/---

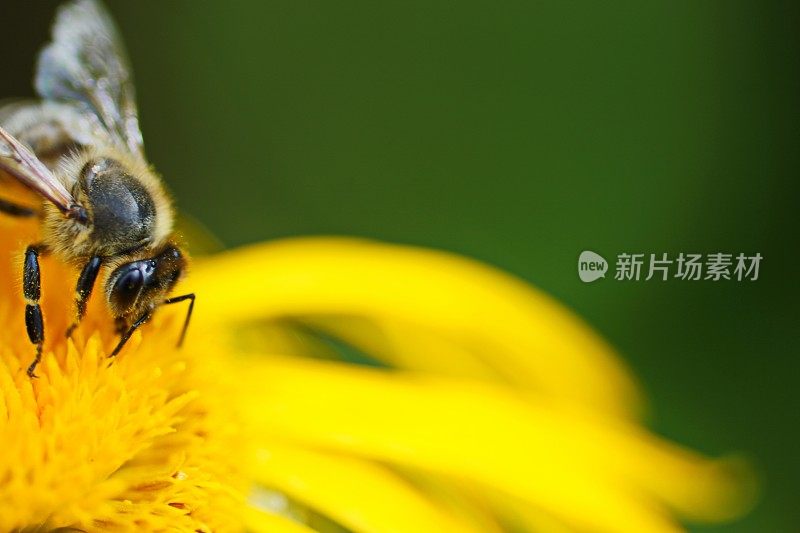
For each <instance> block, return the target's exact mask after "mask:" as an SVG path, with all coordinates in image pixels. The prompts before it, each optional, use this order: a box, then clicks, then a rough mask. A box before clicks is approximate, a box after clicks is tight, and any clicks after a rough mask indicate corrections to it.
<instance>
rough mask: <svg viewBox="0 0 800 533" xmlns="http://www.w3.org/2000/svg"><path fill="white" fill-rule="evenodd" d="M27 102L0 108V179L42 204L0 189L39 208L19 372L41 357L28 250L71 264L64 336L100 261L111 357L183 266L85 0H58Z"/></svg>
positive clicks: (136, 125)
mask: <svg viewBox="0 0 800 533" xmlns="http://www.w3.org/2000/svg"><path fill="white" fill-rule="evenodd" d="M34 85H35V88H36V92H37V93H38V95H39V96H40V98H41V99H40V100H37V101H25V102H21V103H14V104H8V105H6V106H4V107H2V108H0V179H2V177H3V175H5V176H10V177H11V178H12V179H16V180H17V181H19V182H20V183H22V184H23V185H24V186H26V187H27V188H29V189H30V190H32V191H34V192H35V193H37V194H38V195H39V196H41V199H42V204H41V209H31V208H27V207H25V206H21V205H17V204H15V203H12V202H10V201H7V200H2V199H0V213H2V214H5V215H9V216H16V217H38V218H39V220H40V227H41V242H39V243H34V244H32V245H30V246H28V247H27V250H26V251H25V258H24V262H23V283H22V285H23V287H22V288H23V293H24V297H25V302H26V306H25V326H26V329H27V333H28V337H29V338H30V341H31V343H32V344H33V345H35V356H34V359H33V362H32V363H31V364H30V366H29V367H28V370H27V373H28V376H30V377H32V378H33V377H36V376H35V374H34V371H35V369H36V366H37V365H38V364H39V362H40V360H41V357H42V346H43V343H44V339H45V336H44V319H43V316H42V310H41V307H40V306H39V300H40V296H41V294H40V293H41V288H40V271H39V257H40V256H41V255H43V254H53V255H55V256H57V257H58V258H60V259H61V260H63V261H65V262H67V263H70V264H73V265H76V266H77V267H78V268H79V269H80V275H79V276H78V279H77V283H76V286H75V315H74V316H75V318H74V322H73V323H72V325H71V326H70V327H69V328H68V329H67V332H66V335H67V336H70V335H71V334H72V332H73V330H74V329H75V327H77V326H78V324H79V323H80V321H81V319H82V318H83V316H84V313H85V311H86V304H87V302H88V300H89V297H90V296H91V294H92V290H93V288H94V286H95V281H96V280H97V278H98V274H99V273H100V271H101V269H107V272H108V275H107V277H106V278H105V279H106V281H105V287H104V293H105V300H106V302H107V304H108V305H107V307H108V309H109V311H110V313H111V315H112V316H113V318H114V320H115V324H116V328H117V332H118V333H119V335H120V339H119V342H118V343H117V345H116V347H115V348H114V350H113V351H112V352H111V354H110V357H113V356H116V355H117V354H118V353H119V352H120V350H121V349H122V347H123V346H124V345H125V343H126V341H127V340H128V339H129V338H130V337H131V335H132V334H133V332H134V331H136V329H137V328H139V327H140V326H141V325H142V324H144V323H145V322H147V321H148V320H149V319H150V318H151V317H152V316H153V313H154V312H155V311H156V309H157V308H158V307H159V306H161V305H165V304H174V303H178V302H182V301H187V300H188V301H189V307H188V311H187V314H186V319H185V321H184V324H183V329H182V331H181V334H180V339H179V341H178V345H180V344H181V343H182V342H183V339H184V337H185V335H186V330H187V328H188V325H189V319H190V318H191V314H192V309H193V307H194V300H195V295H194V294H184V295H181V296H174V297H169V294H170V292H171V291H172V289H173V288H174V287H175V285H176V284H177V282H178V281H179V280H180V279H181V278H182V276H183V275H184V273H185V271H186V267H187V258H186V254H185V253H184V252H183V251H182V250H181V248H180V246H179V245H178V244H177V241H176V238H175V234H174V232H173V220H174V212H173V208H172V205H171V202H170V199H169V197H168V195H167V193H166V191H165V190H164V186H163V184H162V183H161V180H160V179H159V177H158V176H157V175H156V174H155V173H154V172H153V170H152V169H151V167H150V166H149V165H148V163H147V160H146V159H145V154H144V146H143V141H142V134H141V131H140V129H139V120H138V115H137V109H136V103H135V97H134V88H133V84H132V79H131V70H130V68H129V67H128V62H127V59H126V54H125V51H124V49H123V46H122V43H121V40H120V38H119V35H118V32H117V31H116V29H115V27H114V23H113V21H112V20H111V18H110V16H109V15H108V13H107V12H106V11H105V9H104V8H103V7H102V6H101V5H100V4H99V3H98V2H97V1H95V0H75V1H72V2H69V3H67V4H65V5H63V6H62V7H61V8H60V9H59V10H58V13H57V15H56V19H55V22H54V24H53V32H52V41H51V42H50V43H48V44H47V45H46V46H45V47H44V48H43V49H42V51H41V52H40V54H39V58H38V63H37V67H36V74H35V79H34Z"/></svg>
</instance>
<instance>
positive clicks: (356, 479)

\---

> **About this exercise**: I would like the data above transcribed exactly, with its pictures left out.

> **Expected answer**:
For each <instance> block, return the target's exact mask after "mask:" as an SVG path, with all coordinates in image pixels. The prompts before it, each optional, use this order: a box, then clicks, then a rough mask. A box before clicks is approximate, a box after clicks is tight, and any clicks after a rough mask indicate corrections to it.
<instance>
rough mask: <svg viewBox="0 0 800 533" xmlns="http://www.w3.org/2000/svg"><path fill="white" fill-rule="evenodd" d="M27 102L0 108V179L42 204L0 189L39 208L19 372L41 357L28 250L71 264L64 336L100 261L111 357L183 266L85 0H58Z"/></svg>
positive clicks: (136, 125)
mask: <svg viewBox="0 0 800 533" xmlns="http://www.w3.org/2000/svg"><path fill="white" fill-rule="evenodd" d="M34 85H35V88H36V92H37V93H38V95H39V96H40V98H41V99H40V100H37V101H25V102H21V103H14V104H8V105H6V106H4V107H2V108H0V179H2V177H3V175H5V176H10V177H11V178H12V179H16V180H17V181H19V182H20V183H22V184H23V185H24V186H26V187H27V188H29V189H30V190H32V191H34V192H35V193H37V194H38V195H39V196H41V199H42V204H41V209H31V208H27V207H25V206H21V205H17V204H15V203H12V202H10V201H7V200H2V199H0V213H2V214H5V215H9V216H16V217H38V218H39V220H40V227H41V242H39V243H34V244H32V245H30V246H28V247H27V250H26V251H25V258H24V262H23V283H22V285H23V287H22V288H23V293H24V297H25V302H26V306H25V326H26V329H27V333H28V337H29V338H30V341H31V343H32V344H33V345H35V356H34V359H33V362H32V363H31V364H30V366H29V367H28V370H27V373H28V376H30V377H32V378H33V377H36V376H35V374H34V371H35V369H36V366H37V365H38V364H39V362H40V360H41V357H42V346H43V343H44V339H45V336H44V319H43V316H42V310H41V307H40V306H39V300H40V296H41V294H40V293H41V288H40V271H39V257H40V256H41V255H43V254H53V255H55V256H57V257H58V258H60V259H61V260H63V261H65V262H67V263H70V264H73V265H76V266H77V267H78V268H79V269H80V275H79V276H78V279H77V283H76V286H75V315H74V316H75V318H74V322H73V323H72V325H71V326H70V327H69V328H68V329H67V332H66V335H67V336H70V335H71V334H72V332H73V330H74V329H75V327H77V326H78V324H79V323H80V321H81V319H82V318H83V316H84V313H85V311H86V304H87V302H88V300H89V297H90V296H91V294H92V290H93V288H94V286H95V281H96V280H97V278H98V274H99V273H100V271H101V269H107V272H108V275H107V277H106V278H105V279H106V281H105V287H104V293H105V300H106V302H107V304H108V305H107V307H108V309H109V311H110V313H111V315H112V316H113V318H114V320H115V324H116V328H117V332H118V333H119V335H120V339H119V342H118V343H117V345H116V347H115V348H114V350H113V351H112V352H111V354H110V357H113V356H116V355H117V354H118V353H119V352H120V350H121V349H122V347H123V346H124V345H125V343H126V341H127V340H128V339H129V338H130V337H131V335H132V334H133V332H134V331H136V329H137V328H139V327H140V326H141V325H142V324H144V323H145V322H147V321H148V320H149V319H150V318H151V317H152V316H153V313H154V312H155V311H156V309H157V308H158V307H159V306H161V305H165V304H174V303H178V302H182V301H187V300H188V301H189V307H188V311H187V314H186V319H185V321H184V324H183V329H182V331H181V334H180V339H179V341H178V345H180V344H181V343H182V342H183V339H184V337H185V335H186V330H187V328H188V325H189V319H190V318H191V314H192V309H193V307H194V300H195V295H194V294H184V295H181V296H174V297H169V294H170V292H171V291H172V289H173V288H174V287H175V285H176V284H177V282H178V281H179V280H180V279H181V278H182V276H183V275H184V273H185V271H186V267H187V258H186V254H185V253H184V252H183V251H182V250H181V248H180V246H179V245H178V244H177V241H176V238H175V234H174V232H173V220H174V212H173V208H172V205H171V202H170V199H169V197H168V195H167V193H166V191H165V190H164V186H163V184H162V183H161V180H160V179H159V177H158V176H157V175H156V174H155V173H154V172H153V170H152V169H151V167H150V166H149V165H148V163H147V160H146V159H145V154H144V146H143V141H142V134H141V131H140V129H139V120H138V115H137V109H136V103H135V97H134V88H133V84H132V79H131V70H130V68H129V67H128V62H127V59H126V54H125V51H124V49H123V46H122V43H121V40H120V38H119V35H118V32H117V31H116V29H115V27H114V23H113V21H112V20H111V18H110V16H109V15H108V13H107V12H106V11H105V9H104V8H103V7H102V6H101V5H100V4H99V3H98V2H97V1H95V0H75V1H72V2H69V3H67V4H65V5H63V6H62V7H61V8H60V9H59V10H58V13H57V15H56V19H55V22H54V24H53V32H52V41H51V42H50V43H48V44H47V45H46V46H45V47H44V48H43V49H42V51H41V52H40V54H39V58H38V63H37V67H36V74H35V79H34Z"/></svg>
</instance>
<instance>
positive clicks: (356, 479)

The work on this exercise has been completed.